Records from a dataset
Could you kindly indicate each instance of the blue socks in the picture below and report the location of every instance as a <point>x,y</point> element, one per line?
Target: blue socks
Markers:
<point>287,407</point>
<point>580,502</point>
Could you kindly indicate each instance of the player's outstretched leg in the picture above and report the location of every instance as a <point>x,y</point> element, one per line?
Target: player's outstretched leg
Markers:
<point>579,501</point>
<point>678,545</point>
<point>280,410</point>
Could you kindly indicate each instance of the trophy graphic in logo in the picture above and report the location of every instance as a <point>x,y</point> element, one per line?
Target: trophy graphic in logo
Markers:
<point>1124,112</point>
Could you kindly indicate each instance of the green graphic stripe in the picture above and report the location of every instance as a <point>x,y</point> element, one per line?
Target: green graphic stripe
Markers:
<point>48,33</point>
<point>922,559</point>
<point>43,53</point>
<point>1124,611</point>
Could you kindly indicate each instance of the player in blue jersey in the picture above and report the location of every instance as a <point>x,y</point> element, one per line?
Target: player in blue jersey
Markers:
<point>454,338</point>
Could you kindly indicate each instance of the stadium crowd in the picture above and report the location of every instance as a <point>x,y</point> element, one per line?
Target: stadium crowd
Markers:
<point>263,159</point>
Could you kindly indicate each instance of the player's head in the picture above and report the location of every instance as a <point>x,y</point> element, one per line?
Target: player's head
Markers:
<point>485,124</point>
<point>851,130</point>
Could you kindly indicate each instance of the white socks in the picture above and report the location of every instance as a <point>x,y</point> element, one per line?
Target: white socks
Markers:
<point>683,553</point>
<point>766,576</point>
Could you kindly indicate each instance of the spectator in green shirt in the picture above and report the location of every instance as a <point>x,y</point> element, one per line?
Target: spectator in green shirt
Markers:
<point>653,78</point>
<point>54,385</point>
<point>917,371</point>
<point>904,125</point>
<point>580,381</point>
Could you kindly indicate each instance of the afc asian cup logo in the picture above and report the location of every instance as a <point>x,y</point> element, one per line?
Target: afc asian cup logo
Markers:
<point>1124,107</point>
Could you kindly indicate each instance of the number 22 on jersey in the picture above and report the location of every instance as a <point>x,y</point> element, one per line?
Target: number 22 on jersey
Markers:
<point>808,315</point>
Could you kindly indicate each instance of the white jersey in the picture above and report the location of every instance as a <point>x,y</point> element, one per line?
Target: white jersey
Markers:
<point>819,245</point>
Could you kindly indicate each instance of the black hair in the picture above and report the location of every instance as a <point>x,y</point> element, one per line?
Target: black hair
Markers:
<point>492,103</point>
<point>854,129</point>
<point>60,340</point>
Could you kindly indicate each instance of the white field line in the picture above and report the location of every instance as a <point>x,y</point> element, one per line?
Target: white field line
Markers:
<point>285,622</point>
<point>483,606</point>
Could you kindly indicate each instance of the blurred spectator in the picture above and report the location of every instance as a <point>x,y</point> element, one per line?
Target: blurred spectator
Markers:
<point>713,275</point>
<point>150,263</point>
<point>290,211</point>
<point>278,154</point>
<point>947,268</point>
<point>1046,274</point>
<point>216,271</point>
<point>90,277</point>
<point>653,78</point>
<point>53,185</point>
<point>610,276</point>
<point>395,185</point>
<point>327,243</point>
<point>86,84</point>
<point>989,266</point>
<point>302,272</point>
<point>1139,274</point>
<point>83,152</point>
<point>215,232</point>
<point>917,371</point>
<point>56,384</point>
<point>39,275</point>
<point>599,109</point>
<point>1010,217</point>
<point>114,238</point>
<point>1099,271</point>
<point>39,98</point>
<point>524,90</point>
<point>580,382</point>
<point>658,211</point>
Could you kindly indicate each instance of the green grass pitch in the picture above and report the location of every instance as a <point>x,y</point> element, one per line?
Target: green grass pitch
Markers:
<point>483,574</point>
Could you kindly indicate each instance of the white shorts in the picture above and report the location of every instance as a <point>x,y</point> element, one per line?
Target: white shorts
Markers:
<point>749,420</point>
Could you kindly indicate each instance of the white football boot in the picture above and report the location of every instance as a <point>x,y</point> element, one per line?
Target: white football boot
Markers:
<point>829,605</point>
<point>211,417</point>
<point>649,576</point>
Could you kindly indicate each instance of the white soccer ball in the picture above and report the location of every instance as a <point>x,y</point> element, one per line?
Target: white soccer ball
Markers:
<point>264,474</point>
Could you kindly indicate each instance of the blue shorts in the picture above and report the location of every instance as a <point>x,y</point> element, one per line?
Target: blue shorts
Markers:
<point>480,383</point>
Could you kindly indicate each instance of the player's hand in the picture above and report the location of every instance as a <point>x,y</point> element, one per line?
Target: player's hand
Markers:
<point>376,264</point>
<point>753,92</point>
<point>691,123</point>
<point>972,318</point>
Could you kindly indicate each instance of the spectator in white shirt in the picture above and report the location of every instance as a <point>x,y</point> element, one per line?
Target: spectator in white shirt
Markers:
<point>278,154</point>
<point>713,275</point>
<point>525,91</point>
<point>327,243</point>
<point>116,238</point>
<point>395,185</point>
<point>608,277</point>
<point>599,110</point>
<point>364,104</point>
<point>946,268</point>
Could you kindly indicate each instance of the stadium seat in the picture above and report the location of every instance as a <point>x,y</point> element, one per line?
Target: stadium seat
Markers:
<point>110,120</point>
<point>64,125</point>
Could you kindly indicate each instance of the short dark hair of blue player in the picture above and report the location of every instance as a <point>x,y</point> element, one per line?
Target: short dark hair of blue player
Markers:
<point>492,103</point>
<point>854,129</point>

...

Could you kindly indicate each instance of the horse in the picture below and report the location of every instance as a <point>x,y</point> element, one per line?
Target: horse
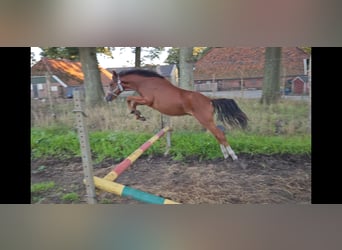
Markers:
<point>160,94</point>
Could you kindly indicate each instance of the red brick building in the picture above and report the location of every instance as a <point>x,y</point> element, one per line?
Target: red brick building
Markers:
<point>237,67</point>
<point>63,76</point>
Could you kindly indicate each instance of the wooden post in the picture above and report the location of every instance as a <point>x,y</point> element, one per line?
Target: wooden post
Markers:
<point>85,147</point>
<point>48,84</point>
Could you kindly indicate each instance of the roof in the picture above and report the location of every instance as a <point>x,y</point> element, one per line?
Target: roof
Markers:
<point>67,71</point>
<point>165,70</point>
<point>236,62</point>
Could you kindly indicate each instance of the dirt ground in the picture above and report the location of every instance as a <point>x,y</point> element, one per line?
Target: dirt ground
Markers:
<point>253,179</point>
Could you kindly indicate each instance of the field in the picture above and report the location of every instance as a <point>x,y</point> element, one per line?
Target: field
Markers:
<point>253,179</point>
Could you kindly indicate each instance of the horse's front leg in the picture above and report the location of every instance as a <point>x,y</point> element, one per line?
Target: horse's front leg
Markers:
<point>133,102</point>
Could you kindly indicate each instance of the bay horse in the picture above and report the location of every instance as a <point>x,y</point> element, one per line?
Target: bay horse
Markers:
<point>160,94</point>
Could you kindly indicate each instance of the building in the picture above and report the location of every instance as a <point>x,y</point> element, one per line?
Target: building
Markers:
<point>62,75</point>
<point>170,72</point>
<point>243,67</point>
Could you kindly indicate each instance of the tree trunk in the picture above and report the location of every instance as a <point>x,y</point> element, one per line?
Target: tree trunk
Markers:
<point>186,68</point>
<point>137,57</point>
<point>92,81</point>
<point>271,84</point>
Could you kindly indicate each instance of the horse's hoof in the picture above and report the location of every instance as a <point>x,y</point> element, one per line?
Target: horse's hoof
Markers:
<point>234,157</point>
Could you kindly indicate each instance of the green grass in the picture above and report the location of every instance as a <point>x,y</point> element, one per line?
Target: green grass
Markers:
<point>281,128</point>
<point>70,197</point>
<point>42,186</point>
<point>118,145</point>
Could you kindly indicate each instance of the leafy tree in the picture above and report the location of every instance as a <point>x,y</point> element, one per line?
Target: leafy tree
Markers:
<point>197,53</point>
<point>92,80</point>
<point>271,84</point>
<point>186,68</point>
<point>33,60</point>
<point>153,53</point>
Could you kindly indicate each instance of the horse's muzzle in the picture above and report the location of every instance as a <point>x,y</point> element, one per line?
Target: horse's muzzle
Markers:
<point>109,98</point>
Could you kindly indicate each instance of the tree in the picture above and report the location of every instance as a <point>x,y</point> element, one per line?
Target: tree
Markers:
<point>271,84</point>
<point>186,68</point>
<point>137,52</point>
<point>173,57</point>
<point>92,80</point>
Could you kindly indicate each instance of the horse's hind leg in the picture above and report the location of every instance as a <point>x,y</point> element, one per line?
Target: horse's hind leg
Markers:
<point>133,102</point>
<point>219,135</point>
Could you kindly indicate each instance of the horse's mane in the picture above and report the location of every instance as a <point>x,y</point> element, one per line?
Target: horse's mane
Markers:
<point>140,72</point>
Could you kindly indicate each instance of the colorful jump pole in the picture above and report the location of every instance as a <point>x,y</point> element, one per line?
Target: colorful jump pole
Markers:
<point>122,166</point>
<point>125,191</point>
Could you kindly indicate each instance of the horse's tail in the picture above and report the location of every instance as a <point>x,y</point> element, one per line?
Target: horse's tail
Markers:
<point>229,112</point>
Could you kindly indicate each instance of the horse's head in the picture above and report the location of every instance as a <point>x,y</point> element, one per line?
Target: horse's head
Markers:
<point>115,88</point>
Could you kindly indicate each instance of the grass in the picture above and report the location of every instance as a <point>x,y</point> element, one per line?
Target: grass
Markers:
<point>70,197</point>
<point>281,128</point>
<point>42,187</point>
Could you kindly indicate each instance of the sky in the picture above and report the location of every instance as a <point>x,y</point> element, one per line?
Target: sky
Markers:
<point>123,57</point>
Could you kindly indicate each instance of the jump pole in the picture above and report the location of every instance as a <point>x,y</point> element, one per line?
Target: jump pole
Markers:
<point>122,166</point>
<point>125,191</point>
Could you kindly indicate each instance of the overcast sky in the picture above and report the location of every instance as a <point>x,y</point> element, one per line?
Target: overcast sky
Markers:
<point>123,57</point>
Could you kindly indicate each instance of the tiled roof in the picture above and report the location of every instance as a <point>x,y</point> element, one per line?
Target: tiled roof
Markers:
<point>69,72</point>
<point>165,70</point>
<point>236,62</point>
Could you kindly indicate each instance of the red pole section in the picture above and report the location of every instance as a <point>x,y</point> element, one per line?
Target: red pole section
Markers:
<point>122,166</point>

--

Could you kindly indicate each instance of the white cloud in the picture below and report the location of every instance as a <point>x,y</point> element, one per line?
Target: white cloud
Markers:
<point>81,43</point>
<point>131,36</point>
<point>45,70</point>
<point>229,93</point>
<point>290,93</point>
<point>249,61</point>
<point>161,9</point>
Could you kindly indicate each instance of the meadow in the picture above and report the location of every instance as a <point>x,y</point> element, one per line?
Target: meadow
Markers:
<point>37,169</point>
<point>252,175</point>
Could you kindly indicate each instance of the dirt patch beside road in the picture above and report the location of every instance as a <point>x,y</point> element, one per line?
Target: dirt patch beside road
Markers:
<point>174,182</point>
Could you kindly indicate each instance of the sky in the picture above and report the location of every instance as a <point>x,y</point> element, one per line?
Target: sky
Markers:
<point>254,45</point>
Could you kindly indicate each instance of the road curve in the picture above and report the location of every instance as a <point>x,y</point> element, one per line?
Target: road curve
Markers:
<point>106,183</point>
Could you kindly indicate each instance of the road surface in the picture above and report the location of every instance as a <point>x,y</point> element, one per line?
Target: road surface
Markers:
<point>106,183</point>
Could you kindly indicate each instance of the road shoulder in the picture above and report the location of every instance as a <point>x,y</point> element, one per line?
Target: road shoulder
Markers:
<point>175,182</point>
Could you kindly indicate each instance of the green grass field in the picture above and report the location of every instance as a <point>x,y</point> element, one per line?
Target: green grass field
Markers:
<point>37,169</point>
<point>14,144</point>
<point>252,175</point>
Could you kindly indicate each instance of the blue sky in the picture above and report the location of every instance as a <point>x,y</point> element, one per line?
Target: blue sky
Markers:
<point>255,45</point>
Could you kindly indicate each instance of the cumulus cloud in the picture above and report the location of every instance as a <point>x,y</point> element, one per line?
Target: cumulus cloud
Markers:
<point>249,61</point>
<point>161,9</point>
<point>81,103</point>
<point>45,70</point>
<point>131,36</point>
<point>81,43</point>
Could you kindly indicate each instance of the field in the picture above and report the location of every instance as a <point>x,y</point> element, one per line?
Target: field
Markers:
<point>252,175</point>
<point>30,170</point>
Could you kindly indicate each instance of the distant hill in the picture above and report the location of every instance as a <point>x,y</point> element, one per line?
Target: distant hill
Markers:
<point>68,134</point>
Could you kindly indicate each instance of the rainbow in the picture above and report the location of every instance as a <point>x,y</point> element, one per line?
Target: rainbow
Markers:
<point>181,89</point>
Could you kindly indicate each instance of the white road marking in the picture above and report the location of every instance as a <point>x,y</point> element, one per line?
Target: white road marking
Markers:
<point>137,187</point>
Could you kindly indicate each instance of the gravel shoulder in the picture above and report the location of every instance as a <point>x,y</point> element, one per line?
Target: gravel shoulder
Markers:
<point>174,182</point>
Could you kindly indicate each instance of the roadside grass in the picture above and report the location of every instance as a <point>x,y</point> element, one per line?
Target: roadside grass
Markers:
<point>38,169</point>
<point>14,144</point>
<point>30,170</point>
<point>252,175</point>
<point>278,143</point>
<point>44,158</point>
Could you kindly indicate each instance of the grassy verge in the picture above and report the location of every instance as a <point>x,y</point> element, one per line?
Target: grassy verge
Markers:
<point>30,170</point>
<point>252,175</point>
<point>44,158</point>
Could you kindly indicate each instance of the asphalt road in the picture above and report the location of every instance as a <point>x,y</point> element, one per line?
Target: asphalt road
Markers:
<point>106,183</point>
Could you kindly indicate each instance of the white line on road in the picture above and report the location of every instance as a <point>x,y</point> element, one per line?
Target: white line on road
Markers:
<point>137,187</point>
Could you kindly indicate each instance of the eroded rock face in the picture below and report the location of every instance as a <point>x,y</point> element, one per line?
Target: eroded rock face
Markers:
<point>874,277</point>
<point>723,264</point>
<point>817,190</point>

ABOUT THIS EXERCISE:
A count alone is required. How many lines in the entries contain the string "gravel"?

YOUR SOLUTION:
2